§ DOCUMENT PASSAGE
My wife and I have made changes to our home to accommodate my father’s moving in with us after the passing of my mother 2 years ago and several medical issues including mild dementia and several serious falls.
We are the primary caregivers as well as medical and financial POA’s. He still owns a home out of state that he is unable to live in unassisted and I am currently trying to sell it to help finance his care. My brother wanted to buy the home but offered no reasonable compensation as my dad still has a home equity loan left to pay. I offered him a great deal ( ½ the value of the home’s value) but he still tried some of every other option to get it for next to nothing.
Time was passing and my father’s assets were dwindling with the cost of day care facilities, in home care givers and medical expenses, so I told my brother in no uncertain term that he is no longer an option and the house is now on the open market. He has not spoken to me since and barely speaks to my father but has been calling every family member in a rant telling them that as soon as my father passes he is going to sue my wife and I for everything we own, as we are wasting away his true inheritance.

(Dataset items)
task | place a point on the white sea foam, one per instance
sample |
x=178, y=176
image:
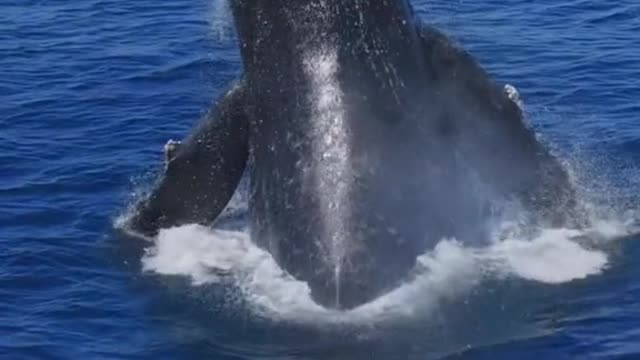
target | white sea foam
x=451, y=269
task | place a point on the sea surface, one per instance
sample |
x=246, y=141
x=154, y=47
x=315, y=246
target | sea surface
x=91, y=90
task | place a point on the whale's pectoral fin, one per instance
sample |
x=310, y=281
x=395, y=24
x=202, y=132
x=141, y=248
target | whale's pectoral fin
x=201, y=173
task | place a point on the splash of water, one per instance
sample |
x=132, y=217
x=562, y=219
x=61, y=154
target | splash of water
x=451, y=269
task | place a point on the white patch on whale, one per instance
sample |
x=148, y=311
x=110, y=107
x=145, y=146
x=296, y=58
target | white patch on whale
x=329, y=137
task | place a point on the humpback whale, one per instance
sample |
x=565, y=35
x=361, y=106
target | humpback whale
x=366, y=136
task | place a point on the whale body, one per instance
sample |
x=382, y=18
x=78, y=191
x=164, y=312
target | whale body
x=366, y=137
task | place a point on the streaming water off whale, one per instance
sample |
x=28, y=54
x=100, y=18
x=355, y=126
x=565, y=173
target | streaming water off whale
x=92, y=90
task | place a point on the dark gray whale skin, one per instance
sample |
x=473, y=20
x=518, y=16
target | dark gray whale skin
x=427, y=146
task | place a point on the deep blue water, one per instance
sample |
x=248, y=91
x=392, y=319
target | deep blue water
x=91, y=90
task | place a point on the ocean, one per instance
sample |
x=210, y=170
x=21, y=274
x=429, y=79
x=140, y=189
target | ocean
x=91, y=90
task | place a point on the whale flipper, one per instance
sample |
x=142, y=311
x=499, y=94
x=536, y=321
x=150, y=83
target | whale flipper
x=201, y=173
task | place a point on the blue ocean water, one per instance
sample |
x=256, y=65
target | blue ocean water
x=91, y=90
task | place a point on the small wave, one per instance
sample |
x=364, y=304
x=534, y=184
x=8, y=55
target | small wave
x=451, y=269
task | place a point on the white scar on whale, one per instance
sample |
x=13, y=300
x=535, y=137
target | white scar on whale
x=330, y=146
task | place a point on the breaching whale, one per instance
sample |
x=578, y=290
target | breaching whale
x=366, y=137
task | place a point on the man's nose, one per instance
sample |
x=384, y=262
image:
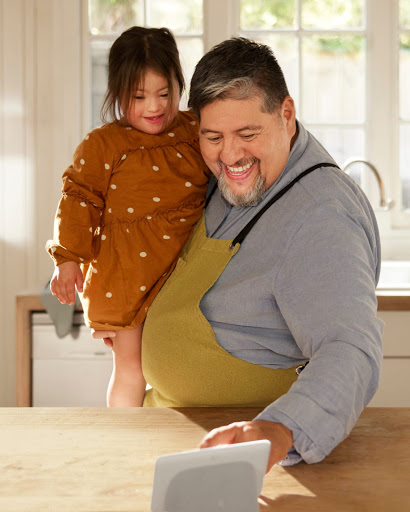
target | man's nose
x=231, y=152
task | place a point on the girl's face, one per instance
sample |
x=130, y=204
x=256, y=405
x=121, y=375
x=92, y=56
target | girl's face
x=151, y=109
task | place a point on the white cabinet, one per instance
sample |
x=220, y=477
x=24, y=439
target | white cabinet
x=394, y=389
x=72, y=371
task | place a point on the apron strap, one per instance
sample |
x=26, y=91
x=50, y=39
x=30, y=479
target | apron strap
x=242, y=234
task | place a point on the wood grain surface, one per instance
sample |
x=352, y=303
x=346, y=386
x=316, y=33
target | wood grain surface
x=102, y=460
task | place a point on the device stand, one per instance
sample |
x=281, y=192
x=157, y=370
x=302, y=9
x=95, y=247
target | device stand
x=228, y=487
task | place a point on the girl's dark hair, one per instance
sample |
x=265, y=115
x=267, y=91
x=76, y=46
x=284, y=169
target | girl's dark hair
x=131, y=55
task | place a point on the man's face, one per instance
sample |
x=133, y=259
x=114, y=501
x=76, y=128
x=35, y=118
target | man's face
x=245, y=148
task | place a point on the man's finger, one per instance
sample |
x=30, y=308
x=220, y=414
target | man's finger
x=223, y=435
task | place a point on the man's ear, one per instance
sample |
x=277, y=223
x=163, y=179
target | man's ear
x=288, y=114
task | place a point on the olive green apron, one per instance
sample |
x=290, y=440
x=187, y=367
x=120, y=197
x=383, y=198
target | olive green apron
x=181, y=358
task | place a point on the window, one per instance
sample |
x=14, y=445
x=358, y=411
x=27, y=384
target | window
x=346, y=62
x=404, y=99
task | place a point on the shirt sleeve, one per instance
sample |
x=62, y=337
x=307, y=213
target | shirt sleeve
x=79, y=211
x=325, y=289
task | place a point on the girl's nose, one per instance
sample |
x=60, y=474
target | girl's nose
x=153, y=105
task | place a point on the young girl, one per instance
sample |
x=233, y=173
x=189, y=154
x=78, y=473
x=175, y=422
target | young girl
x=129, y=201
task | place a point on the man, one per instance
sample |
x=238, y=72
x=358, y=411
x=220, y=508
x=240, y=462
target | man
x=282, y=271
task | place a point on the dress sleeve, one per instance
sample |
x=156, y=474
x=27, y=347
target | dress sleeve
x=325, y=290
x=78, y=217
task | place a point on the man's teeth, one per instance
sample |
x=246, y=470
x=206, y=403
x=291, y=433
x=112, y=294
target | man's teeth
x=239, y=170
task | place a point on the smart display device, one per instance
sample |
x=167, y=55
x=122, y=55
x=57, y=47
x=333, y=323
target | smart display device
x=225, y=478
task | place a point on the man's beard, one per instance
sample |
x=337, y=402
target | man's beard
x=251, y=198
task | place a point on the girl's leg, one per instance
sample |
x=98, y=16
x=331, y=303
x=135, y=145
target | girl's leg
x=127, y=384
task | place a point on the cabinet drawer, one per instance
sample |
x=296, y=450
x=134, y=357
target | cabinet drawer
x=394, y=389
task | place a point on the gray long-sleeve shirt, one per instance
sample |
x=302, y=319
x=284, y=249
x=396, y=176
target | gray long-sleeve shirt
x=302, y=287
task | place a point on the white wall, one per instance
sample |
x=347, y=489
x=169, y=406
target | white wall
x=40, y=125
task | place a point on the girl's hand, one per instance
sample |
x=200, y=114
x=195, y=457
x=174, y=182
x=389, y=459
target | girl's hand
x=65, y=279
x=106, y=336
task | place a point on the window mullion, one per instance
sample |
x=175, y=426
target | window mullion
x=381, y=76
x=221, y=21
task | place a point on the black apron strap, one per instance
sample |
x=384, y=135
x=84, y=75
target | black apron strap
x=242, y=234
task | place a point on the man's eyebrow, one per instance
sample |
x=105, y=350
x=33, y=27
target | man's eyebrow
x=158, y=90
x=249, y=127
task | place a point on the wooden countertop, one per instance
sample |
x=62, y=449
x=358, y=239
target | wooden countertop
x=95, y=460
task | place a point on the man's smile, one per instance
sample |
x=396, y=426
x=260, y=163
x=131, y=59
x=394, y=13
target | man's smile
x=239, y=170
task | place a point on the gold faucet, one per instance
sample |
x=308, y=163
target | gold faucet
x=385, y=203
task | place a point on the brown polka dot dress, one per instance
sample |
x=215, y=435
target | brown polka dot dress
x=129, y=203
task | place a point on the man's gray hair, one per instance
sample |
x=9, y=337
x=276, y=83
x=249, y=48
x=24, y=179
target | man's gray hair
x=239, y=69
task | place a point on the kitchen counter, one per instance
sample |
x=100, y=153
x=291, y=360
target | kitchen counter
x=95, y=460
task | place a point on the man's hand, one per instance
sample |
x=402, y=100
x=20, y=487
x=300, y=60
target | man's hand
x=106, y=336
x=281, y=437
x=65, y=279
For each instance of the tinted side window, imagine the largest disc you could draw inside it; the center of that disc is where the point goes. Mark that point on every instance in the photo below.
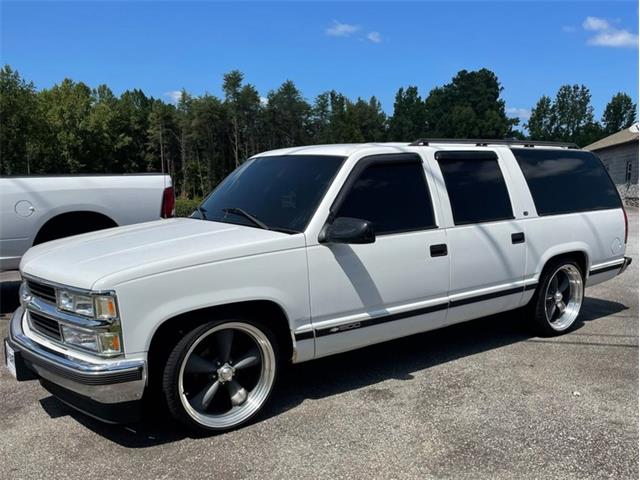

§ PROBLEM A
Answer these questions about the caregiving account.
(i) How long ago did the writer's mother pass away?
(ii) What price did the writer offer the brother for the father's out-of-state home?
(iii) What has the brother told family members he will do as soon as the father passes?
§ PROBLEM B
Continue the caregiving account, starting after its final sentence.

§ OUTPUT A
(i) Two years ago.
(ii) Half of the home's value.
(iii) He will sue the writer and the writer's wife for everything they own.

§ OUTPUT B
He has not seen my dad since mom’s funeral and for years before that. He recently even told my dad no when dad asked him if he could come visit him.
He has supplied no financial help but told the entire family that his lawyers are ready!
Caregiving is hard enough physically, emotionally and financially on myself, my wife and 3 children. We dont charge my father for anything at all, and my wife is patient with my dad and doesn’t need this extra stress. This is now starting to strain our marriage.
What steps can I take to protect my family and put my wife at ease over these never ending threats?